Render the records from the line containing "Game engine object recognition — detect concrete" down to the line containing "0, 115, 48, 297" as a two-column CSV with columns input and output. Give one row per record, with its text in the quoted input field, its answer in the quoted output field, and line breaks replaced by spaces.

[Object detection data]
┄┄┄┄┄┄

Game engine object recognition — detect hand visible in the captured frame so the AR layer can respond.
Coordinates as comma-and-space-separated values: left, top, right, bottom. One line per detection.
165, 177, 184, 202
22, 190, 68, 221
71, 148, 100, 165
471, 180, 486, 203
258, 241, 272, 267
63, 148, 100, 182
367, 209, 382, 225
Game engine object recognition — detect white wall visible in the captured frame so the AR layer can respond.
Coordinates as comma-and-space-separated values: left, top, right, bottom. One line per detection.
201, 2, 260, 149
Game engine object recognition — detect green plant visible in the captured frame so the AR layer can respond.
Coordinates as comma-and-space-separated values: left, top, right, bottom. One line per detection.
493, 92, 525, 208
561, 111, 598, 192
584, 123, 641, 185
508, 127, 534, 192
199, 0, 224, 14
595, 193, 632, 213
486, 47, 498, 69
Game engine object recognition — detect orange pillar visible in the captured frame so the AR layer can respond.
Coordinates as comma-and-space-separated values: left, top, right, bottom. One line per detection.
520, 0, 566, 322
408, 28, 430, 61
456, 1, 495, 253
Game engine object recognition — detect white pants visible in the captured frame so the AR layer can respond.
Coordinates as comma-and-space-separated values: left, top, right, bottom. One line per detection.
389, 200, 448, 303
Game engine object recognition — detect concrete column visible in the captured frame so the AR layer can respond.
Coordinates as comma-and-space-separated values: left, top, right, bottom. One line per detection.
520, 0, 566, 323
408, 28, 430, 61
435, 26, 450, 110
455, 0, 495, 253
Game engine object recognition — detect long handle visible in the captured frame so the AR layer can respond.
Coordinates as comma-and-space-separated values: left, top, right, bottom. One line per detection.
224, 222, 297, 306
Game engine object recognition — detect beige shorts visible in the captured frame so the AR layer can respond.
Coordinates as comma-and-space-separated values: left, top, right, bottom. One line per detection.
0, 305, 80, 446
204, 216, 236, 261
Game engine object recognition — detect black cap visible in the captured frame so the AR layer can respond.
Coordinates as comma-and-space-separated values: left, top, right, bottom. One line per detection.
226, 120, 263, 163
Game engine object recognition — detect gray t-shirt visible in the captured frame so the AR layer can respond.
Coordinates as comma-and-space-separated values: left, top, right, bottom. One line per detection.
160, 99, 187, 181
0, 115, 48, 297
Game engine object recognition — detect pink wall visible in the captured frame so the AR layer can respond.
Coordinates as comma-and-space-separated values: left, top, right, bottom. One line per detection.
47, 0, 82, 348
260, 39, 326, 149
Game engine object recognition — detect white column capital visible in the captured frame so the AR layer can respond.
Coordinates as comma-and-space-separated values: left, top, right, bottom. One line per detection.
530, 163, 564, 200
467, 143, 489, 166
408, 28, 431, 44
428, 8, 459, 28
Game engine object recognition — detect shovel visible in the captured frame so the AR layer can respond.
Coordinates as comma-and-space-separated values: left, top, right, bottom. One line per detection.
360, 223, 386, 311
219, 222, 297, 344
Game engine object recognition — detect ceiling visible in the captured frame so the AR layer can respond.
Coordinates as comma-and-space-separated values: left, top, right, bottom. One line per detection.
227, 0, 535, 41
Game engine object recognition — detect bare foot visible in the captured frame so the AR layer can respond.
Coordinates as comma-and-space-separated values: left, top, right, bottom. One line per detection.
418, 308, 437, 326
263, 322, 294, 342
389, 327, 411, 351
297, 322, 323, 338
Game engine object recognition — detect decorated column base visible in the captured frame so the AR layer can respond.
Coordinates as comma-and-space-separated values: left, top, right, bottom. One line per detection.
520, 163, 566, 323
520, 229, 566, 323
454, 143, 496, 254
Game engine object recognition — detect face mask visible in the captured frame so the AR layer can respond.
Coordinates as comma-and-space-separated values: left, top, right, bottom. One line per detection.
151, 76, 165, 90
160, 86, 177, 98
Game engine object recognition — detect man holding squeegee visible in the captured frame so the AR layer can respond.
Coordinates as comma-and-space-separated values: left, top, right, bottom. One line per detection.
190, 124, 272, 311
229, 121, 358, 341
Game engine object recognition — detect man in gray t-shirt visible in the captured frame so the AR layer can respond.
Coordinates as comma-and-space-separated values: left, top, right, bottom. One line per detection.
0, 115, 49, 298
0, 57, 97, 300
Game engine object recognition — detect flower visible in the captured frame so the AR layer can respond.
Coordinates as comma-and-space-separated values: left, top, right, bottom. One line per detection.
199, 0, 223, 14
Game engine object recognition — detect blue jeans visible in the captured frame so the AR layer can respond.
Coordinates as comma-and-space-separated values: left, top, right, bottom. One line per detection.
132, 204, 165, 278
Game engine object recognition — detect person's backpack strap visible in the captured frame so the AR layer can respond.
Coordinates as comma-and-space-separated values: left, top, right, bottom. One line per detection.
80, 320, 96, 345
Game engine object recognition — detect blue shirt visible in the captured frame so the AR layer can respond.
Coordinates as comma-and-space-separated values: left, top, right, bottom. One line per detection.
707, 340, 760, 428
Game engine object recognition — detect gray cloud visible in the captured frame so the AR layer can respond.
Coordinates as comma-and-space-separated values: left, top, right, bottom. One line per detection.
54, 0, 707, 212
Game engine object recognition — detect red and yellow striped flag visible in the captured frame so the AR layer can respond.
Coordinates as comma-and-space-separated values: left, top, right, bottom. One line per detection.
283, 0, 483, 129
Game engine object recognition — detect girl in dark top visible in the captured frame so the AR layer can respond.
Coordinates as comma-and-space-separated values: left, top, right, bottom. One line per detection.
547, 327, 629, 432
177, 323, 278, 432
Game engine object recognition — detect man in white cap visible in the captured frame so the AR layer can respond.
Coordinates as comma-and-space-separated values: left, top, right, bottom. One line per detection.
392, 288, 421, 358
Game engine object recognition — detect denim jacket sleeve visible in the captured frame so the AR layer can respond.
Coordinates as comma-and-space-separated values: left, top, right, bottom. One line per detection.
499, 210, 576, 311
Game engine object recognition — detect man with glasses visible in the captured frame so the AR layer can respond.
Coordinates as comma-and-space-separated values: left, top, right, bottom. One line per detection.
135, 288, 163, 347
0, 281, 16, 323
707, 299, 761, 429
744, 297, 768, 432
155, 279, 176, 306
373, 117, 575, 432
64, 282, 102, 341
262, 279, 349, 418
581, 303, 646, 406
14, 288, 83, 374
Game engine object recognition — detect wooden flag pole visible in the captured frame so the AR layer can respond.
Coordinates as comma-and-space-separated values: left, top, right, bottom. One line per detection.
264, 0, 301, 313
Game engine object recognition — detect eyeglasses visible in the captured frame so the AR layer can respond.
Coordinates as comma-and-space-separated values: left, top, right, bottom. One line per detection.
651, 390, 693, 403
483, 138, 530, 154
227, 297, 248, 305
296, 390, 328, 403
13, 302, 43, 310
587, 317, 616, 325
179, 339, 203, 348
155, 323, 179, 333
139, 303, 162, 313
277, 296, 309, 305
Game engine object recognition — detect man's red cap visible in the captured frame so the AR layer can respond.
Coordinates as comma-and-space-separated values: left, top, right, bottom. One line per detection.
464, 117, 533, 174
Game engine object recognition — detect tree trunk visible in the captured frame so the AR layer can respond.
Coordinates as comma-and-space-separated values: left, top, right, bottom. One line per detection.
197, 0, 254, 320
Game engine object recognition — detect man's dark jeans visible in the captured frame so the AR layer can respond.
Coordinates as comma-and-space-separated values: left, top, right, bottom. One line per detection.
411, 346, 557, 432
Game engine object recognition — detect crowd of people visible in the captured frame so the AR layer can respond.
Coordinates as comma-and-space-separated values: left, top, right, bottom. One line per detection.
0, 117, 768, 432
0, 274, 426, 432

┄┄┄┄┄┄

| Exercise output |
input,output
"Game engine object recognition — detect concrete column visible in the captured frame so the AR layer can respond. Coordinates as comma-and-space-separated values: left, top, right, bottom. One line per detection.","520, 0, 566, 323 408, 28, 430, 61 435, 26, 450, 110 455, 0, 495, 253"
"Game engine object recognition — detect long handle visible in the captured frame so the AR layer can respond. Coordinates as comma-and-space-separated values: left, top, right, bottom. One line per detection.","224, 222, 297, 306"
"Game engine object recognition — detect beige shorts visible in the captured frame so the AR layer can respond. Coordinates as comma-and-space-separated values: left, top, right, bottom. One line per detection.","0, 305, 80, 446 204, 216, 236, 261"
"Game engine object recognition — detect black cap visible in the captured frame so the AR layer can respond. Coordinates as comma-and-space-separated values: left, top, right, bottom. One line per detection.","226, 120, 263, 163"
"Game engine object recognition — detect gray t-shirt visible in the captured frame so the AR layer can respond. Coordinates as comma-and-space-separated values: left, top, right, bottom. One line per detection.","160, 99, 187, 181 0, 115, 48, 297"